**Provided records:**
++++

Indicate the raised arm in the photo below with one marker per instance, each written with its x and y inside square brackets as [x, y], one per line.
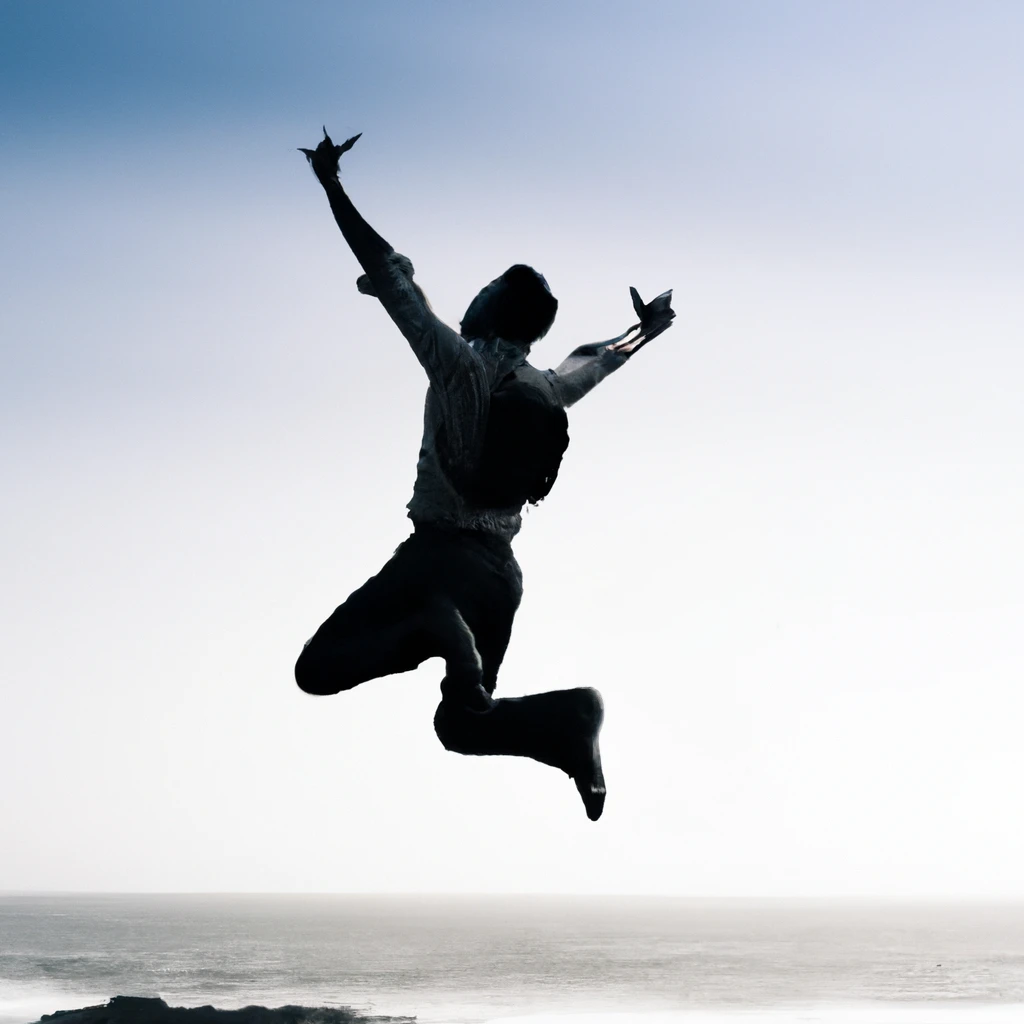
[587, 366]
[458, 376]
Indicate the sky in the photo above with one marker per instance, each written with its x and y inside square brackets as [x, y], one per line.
[785, 543]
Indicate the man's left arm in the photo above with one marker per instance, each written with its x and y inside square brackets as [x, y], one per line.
[587, 366]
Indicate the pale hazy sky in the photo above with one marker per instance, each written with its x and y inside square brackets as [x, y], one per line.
[786, 543]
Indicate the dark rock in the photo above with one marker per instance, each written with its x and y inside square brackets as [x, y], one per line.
[140, 1010]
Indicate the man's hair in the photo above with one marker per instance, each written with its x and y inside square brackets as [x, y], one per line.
[517, 306]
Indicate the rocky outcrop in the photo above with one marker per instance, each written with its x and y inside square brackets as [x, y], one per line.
[138, 1010]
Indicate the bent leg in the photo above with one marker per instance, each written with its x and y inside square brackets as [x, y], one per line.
[349, 649]
[559, 728]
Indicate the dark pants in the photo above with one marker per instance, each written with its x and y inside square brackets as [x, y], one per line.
[453, 594]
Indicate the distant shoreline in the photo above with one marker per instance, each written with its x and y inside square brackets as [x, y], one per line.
[145, 1010]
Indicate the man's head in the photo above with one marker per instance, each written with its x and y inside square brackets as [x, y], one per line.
[517, 306]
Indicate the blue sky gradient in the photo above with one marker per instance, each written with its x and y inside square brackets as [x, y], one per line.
[785, 544]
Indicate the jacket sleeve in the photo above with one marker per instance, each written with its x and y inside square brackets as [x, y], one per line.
[458, 376]
[584, 369]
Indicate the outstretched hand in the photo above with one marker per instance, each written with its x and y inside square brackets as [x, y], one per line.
[324, 160]
[655, 316]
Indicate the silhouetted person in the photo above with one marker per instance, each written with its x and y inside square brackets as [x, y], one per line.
[495, 431]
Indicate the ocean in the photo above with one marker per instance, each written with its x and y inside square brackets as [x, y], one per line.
[456, 960]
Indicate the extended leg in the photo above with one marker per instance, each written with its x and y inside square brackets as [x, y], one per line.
[559, 728]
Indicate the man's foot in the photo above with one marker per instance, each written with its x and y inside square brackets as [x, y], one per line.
[585, 755]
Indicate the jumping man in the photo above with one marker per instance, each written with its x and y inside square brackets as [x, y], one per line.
[495, 432]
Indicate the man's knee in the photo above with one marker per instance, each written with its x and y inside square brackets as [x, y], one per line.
[454, 725]
[312, 675]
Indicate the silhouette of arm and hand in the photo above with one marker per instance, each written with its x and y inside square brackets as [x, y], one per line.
[587, 366]
[459, 378]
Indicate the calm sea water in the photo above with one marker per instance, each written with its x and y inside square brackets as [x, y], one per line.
[464, 958]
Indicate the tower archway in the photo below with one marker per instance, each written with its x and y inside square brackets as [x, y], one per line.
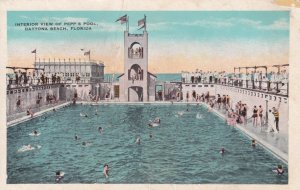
[135, 51]
[135, 72]
[135, 94]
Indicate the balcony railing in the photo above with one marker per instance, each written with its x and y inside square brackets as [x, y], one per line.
[280, 88]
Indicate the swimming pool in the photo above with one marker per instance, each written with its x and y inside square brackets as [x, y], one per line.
[184, 148]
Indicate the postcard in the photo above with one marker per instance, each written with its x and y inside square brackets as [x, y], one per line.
[162, 98]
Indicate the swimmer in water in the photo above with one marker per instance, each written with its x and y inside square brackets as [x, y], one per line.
[105, 170]
[58, 176]
[35, 133]
[279, 170]
[222, 151]
[138, 141]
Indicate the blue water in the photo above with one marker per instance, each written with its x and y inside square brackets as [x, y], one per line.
[183, 149]
[171, 77]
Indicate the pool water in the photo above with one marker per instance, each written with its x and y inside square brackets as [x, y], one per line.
[184, 148]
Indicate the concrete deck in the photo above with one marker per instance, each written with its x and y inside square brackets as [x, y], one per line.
[36, 114]
[277, 144]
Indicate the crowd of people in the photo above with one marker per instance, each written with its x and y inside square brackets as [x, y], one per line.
[276, 82]
[22, 79]
[239, 112]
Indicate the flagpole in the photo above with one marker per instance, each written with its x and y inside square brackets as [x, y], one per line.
[145, 23]
[127, 24]
[35, 56]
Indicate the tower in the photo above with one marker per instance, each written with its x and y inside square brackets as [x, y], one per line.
[136, 84]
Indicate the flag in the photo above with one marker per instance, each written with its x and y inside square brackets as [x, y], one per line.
[141, 22]
[142, 27]
[123, 19]
[87, 53]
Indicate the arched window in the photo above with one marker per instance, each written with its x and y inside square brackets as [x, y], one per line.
[135, 73]
[135, 51]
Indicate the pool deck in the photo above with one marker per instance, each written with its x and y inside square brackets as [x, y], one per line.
[276, 144]
[36, 114]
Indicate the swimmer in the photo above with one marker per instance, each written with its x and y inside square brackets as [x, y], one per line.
[34, 133]
[157, 120]
[105, 170]
[279, 170]
[26, 148]
[199, 116]
[138, 141]
[180, 113]
[59, 175]
[83, 114]
[222, 151]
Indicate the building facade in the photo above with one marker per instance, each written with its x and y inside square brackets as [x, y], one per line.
[137, 84]
[73, 71]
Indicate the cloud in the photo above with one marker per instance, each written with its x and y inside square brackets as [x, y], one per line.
[65, 19]
[280, 24]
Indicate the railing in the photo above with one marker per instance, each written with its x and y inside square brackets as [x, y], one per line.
[281, 88]
[135, 54]
[12, 84]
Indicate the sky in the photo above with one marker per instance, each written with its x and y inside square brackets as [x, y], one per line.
[178, 40]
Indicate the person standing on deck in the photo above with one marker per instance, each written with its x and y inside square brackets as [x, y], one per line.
[276, 115]
[260, 114]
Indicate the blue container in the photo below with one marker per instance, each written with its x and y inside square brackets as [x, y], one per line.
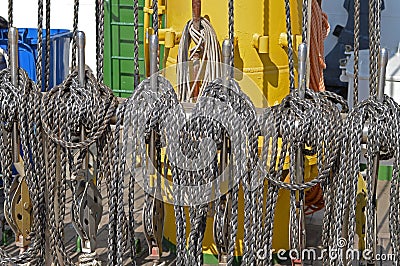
[27, 45]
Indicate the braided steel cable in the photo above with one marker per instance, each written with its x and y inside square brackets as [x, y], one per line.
[75, 30]
[373, 59]
[304, 26]
[10, 13]
[100, 40]
[156, 25]
[290, 45]
[318, 118]
[16, 102]
[231, 35]
[136, 43]
[39, 61]
[357, 9]
[47, 58]
[382, 119]
[64, 109]
[211, 56]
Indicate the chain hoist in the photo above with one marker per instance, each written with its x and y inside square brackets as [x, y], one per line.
[76, 117]
[372, 122]
[24, 192]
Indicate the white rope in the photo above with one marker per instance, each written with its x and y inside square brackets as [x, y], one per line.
[209, 69]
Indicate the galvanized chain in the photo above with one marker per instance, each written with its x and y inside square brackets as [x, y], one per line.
[47, 58]
[304, 26]
[136, 43]
[231, 36]
[64, 110]
[17, 102]
[75, 30]
[10, 13]
[357, 10]
[100, 40]
[156, 25]
[374, 42]
[290, 45]
[39, 61]
[382, 119]
[317, 118]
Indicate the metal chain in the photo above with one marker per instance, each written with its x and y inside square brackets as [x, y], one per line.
[382, 119]
[290, 45]
[100, 40]
[10, 13]
[75, 30]
[136, 43]
[304, 27]
[17, 103]
[156, 25]
[39, 61]
[231, 36]
[357, 10]
[318, 117]
[47, 61]
[64, 109]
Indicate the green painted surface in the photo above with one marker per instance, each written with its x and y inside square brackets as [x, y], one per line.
[119, 43]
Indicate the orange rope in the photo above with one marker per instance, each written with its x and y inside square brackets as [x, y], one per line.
[319, 31]
[314, 200]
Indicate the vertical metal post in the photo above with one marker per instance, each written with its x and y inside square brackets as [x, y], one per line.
[13, 39]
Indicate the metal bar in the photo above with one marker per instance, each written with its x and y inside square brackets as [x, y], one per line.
[13, 39]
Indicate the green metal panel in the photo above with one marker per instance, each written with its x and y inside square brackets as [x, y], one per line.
[119, 41]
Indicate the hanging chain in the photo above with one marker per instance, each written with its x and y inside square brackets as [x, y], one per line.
[75, 30]
[10, 13]
[136, 43]
[39, 61]
[357, 8]
[100, 40]
[18, 102]
[156, 26]
[231, 36]
[304, 27]
[47, 58]
[290, 45]
[65, 108]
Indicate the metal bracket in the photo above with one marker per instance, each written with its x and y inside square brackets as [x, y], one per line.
[21, 210]
[154, 240]
[261, 43]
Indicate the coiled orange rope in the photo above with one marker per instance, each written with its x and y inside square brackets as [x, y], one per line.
[314, 200]
[319, 31]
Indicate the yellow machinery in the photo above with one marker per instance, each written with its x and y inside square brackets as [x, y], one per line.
[261, 56]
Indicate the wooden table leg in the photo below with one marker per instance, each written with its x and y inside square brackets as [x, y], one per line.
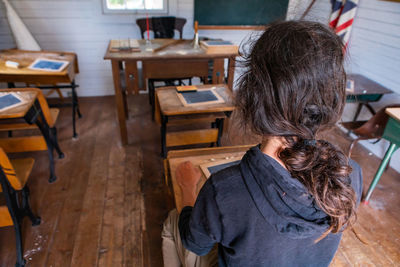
[231, 72]
[119, 99]
[218, 71]
[389, 152]
[164, 121]
[132, 77]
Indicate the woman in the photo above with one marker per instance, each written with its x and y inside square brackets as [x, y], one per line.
[290, 198]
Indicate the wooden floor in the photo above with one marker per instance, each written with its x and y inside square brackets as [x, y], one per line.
[109, 202]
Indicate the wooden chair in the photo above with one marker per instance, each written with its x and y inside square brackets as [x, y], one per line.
[32, 143]
[371, 129]
[13, 177]
[170, 81]
[179, 23]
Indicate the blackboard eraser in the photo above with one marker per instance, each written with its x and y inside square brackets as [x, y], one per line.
[186, 89]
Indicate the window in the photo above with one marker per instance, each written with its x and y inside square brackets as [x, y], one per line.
[135, 6]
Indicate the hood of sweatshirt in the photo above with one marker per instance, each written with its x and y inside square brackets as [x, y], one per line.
[282, 200]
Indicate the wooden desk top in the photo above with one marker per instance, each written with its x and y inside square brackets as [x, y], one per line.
[170, 104]
[363, 85]
[394, 113]
[21, 110]
[25, 58]
[177, 49]
[198, 157]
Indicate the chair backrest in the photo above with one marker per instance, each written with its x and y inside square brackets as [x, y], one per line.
[179, 23]
[375, 126]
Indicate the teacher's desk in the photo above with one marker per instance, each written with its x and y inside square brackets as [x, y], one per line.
[163, 59]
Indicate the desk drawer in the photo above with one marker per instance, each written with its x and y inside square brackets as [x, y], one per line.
[175, 69]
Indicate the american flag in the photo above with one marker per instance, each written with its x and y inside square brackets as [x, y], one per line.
[342, 17]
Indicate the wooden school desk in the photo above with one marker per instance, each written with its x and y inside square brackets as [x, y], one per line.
[38, 78]
[172, 59]
[171, 111]
[392, 134]
[32, 113]
[197, 157]
[365, 92]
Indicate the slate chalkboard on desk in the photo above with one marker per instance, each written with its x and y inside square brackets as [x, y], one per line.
[214, 14]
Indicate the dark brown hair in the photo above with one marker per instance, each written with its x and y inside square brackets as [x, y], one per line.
[294, 87]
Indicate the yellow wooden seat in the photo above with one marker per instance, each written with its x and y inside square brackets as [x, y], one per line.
[47, 140]
[6, 127]
[13, 178]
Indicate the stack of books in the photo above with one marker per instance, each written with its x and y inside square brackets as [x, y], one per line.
[129, 45]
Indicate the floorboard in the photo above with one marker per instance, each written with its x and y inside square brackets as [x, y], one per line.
[109, 202]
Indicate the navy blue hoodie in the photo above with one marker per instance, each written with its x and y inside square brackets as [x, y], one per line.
[260, 216]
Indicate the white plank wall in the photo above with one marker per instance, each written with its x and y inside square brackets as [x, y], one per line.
[81, 26]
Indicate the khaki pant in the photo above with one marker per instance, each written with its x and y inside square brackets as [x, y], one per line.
[175, 254]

++++

Only the lines from the one with "Indicate the yellow wooden" through the end of the listing should be output, exactly as they appear.

**Reply:**
Indicate the yellow wooden seat in the photo above with one marker per instance, each written with its x and y inside square brackets as [x, y], one per line.
[47, 140]
[6, 127]
[13, 178]
Indicate the stack of books in the photo above with one marker per instance, each written with its x and y inside square brackets as [x, y], one per line.
[129, 45]
Indicate the floorboard in the photo above with one marker per instance, each written with its x and y inside square brackets as [x, y], one per line.
[109, 202]
Indicate the navy blue hoodie in the photo above with one marker per instance, each written with its x and y inside square brackets as [x, y], one per line.
[260, 216]
Indicate the white plank wall in the photo above with one marker per instance, each written with its x and y inside square brackets as [x, y], one per line.
[81, 26]
Indicate the khaki pant in the photo above with one marker per instance, each written with its x and y inside square brackets as [x, y], one per line.
[175, 254]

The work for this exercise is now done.